The problem: Scan the entries below for the string "foot" and copy every line where it turns up.

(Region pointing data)
━━━

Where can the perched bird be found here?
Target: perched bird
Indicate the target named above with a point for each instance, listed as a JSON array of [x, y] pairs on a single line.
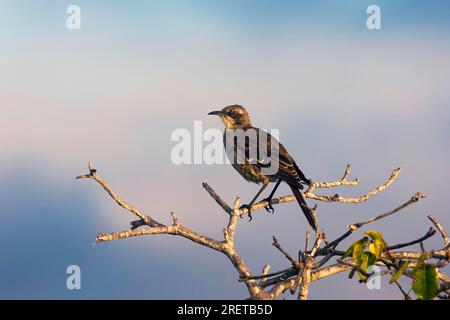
[[236, 118]]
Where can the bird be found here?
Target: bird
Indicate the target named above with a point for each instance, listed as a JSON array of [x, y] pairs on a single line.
[[241, 154]]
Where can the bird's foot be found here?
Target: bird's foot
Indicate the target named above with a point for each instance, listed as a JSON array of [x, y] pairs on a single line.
[[249, 209], [269, 207]]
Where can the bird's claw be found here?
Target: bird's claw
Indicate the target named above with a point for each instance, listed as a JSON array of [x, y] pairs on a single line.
[[249, 209]]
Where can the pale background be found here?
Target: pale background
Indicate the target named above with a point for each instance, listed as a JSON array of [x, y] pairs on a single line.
[[115, 90]]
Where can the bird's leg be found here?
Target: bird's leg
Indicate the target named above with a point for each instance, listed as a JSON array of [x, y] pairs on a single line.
[[269, 207], [249, 206]]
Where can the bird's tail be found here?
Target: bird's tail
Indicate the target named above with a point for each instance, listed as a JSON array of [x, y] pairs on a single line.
[[306, 210]]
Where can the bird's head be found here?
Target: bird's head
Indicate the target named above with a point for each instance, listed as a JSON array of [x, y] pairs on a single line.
[[234, 117]]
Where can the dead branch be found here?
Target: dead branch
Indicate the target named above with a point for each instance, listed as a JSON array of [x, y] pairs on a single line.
[[311, 263]]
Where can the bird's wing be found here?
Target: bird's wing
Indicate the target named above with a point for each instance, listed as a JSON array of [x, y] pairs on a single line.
[[273, 161]]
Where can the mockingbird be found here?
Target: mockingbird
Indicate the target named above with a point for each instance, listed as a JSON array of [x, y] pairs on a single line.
[[245, 156]]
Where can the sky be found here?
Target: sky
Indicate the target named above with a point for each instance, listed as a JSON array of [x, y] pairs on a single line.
[[114, 91]]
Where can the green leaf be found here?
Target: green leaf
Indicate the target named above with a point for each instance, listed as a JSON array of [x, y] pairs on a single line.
[[399, 272], [425, 284], [420, 263], [374, 235], [377, 247]]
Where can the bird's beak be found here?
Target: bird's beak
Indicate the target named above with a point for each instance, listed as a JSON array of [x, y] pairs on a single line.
[[215, 113]]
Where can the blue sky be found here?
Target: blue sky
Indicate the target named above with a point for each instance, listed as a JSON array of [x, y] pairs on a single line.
[[116, 89]]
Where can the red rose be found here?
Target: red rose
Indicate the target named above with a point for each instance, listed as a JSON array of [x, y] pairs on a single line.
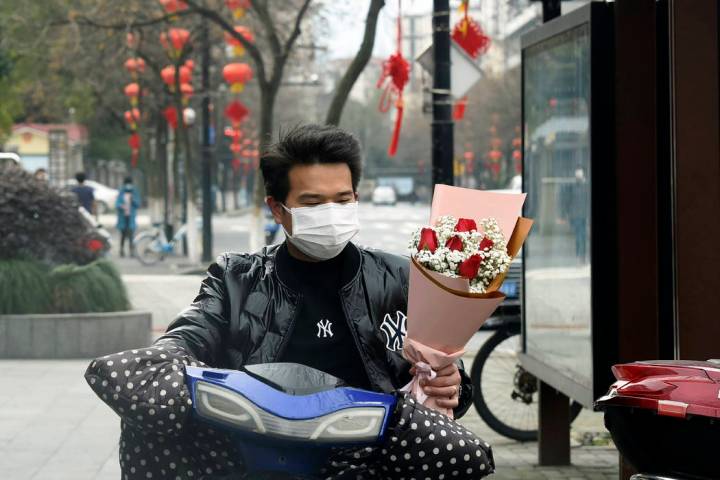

━━━

Written solution:
Where can the bird's foot be found here?
Target: bird's foot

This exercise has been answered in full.